Exercise prompt: When you output the entries, begin with the first line and end with the line containing "box: [0, 194, 148, 299]", keeping each line exactly as it is.

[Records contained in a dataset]
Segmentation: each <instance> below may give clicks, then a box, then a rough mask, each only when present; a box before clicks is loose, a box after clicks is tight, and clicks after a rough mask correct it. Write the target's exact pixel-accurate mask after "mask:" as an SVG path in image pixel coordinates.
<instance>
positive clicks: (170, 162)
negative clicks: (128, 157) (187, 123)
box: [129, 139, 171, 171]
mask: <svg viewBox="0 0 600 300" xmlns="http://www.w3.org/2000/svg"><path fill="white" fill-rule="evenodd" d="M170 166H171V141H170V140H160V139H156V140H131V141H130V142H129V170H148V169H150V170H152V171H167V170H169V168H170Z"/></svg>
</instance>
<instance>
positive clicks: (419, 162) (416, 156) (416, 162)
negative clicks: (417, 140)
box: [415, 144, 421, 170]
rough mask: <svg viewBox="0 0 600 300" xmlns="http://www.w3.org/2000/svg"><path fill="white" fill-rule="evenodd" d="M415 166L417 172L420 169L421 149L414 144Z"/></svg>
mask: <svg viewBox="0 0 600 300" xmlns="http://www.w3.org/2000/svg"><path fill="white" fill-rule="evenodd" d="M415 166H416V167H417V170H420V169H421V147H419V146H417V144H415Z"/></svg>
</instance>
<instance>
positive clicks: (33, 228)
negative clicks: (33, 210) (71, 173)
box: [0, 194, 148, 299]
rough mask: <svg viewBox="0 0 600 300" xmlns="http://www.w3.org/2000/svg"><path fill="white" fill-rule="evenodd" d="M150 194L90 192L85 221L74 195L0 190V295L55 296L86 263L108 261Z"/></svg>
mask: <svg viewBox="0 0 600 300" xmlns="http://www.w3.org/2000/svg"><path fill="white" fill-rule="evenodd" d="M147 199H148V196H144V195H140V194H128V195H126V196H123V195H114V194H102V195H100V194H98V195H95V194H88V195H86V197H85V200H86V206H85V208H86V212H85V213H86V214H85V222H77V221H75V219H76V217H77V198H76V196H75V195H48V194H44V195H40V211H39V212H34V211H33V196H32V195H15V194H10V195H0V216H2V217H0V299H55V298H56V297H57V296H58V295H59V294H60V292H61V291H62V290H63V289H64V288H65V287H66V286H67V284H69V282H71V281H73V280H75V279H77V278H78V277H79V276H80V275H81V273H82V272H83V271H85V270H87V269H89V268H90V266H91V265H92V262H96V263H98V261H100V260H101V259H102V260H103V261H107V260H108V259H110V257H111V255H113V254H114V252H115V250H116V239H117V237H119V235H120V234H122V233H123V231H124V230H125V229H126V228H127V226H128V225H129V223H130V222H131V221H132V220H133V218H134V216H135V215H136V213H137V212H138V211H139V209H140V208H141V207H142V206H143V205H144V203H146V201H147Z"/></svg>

Written solution:
Segmentation: each <instance> below may give clicks, then a box, then a rough mask, each only when present; a box before clicks is loose, a box after clicks is tight, and clicks after a rough mask correct it. Write the target's exact pixel-accurate mask after "mask:" as an SVG path in image pixel coordinates.
<instance>
positive clicks: (170, 162)
negative clicks: (128, 157) (187, 123)
box: [129, 139, 171, 171]
mask: <svg viewBox="0 0 600 300" xmlns="http://www.w3.org/2000/svg"><path fill="white" fill-rule="evenodd" d="M170 166H171V141H170V140H160V139H156V140H131V141H130V142H129V170H148V169H150V170H152V171H167V170H169V168H170Z"/></svg>
</instance>
<instance>
positive clicks: (419, 162) (416, 156) (416, 162)
negative clicks: (417, 140)
box: [415, 144, 421, 170]
rough mask: <svg viewBox="0 0 600 300" xmlns="http://www.w3.org/2000/svg"><path fill="white" fill-rule="evenodd" d="M415 166L417 172L420 169L421 149L414 144Z"/></svg>
mask: <svg viewBox="0 0 600 300" xmlns="http://www.w3.org/2000/svg"><path fill="white" fill-rule="evenodd" d="M415 166H416V167H417V170H420V169H421V147H419V146H417V144H415Z"/></svg>
</instance>
<instance>
positive clicks: (33, 228)
negative clicks: (33, 210) (71, 173)
box: [0, 194, 148, 299]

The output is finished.